— begin TEXT PROVIDED —
Life is so hazy at the moment, everything put on hold until I hear from the DWP and their assassins assessors.
It’s a weird feeling; a bit like an MS relapse, when nothing is real and everything hurts.
PIP has taken over my life, as has peering into tiny details I normally prefer to gloss over. Yep, sounds just like a relapse, a DWP-sanctioned relapse?
Anyway, life continues for now; work, home, rest, sleep, work, home, rest, sleep. It doesn’t usually leave much room for any form of excitement. Until today, Christmas Day.
I woke up around 13 minutes before The Teenager, at 6.45, made a cup of coffee and looked around my house, as if for the last time.
I do this every day since the PIP forms, but today had a special poignancy. I’d ordered a home-cooked Christmas Lunch for Two, bought a big box of crackers and had dug out decorations and strings of fairy lights. It wasn’t the advert-perfect Christmas, but it worked. I think.
— end TEXT PROVIDED —
**SET TASK A**
Pick out each line of the rows below that contains the word "woman", and copy those lines.
— begin SUPPLIED RECORDS —
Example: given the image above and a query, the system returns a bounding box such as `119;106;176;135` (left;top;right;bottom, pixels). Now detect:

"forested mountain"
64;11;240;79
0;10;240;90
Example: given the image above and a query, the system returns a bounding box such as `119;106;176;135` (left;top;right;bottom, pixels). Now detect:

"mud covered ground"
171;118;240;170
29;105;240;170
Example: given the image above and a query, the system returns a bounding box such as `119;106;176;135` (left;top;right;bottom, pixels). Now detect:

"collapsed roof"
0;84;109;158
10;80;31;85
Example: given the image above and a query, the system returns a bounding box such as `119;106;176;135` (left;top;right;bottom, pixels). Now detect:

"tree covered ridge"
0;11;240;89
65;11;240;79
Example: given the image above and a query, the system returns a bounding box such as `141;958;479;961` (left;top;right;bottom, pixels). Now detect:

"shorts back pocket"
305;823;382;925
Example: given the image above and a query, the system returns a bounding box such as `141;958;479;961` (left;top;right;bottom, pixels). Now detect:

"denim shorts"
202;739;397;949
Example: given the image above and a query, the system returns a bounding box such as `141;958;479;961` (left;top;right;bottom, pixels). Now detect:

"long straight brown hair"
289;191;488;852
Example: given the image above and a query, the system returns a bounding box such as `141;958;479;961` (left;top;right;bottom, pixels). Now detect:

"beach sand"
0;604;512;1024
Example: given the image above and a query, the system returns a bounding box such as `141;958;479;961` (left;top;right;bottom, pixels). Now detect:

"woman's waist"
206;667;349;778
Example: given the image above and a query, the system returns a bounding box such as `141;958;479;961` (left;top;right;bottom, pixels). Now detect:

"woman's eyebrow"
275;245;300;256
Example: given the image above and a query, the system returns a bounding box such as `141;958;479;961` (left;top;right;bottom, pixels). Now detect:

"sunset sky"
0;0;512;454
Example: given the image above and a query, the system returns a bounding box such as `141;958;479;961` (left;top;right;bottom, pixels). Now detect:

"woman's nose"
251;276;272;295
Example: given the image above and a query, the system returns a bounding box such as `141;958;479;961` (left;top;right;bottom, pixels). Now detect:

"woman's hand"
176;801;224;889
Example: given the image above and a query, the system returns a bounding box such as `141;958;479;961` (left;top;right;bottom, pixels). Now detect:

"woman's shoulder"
— end SUPPLIED RECORDS —
**SET TASK B**
Extract a passage from the Christmas post above. Begin at the words "PIP has taken" and stop after "the last time.".

**TASK OUTPUT A**
"woman's waist"
"woman's eyebrow"
"woman's nose"
"woman's hand"
"woman's shoulder"

**TASK OUTPUT B**
PIP has taken over my life, as has peering into tiny details I normally prefer to gloss over. Yep, sounds just like a relapse, a DWP-sanctioned relapse?
Anyway, life continues for now; work, home, rest, sleep, work, home, rest, sleep. It doesn’t usually leave much room for any form of excitement. Until today, Christmas Day.
I woke up around 13 minutes before The Teenager, at 6.45, made a cup of coffee and looked around my house, as if for the last time.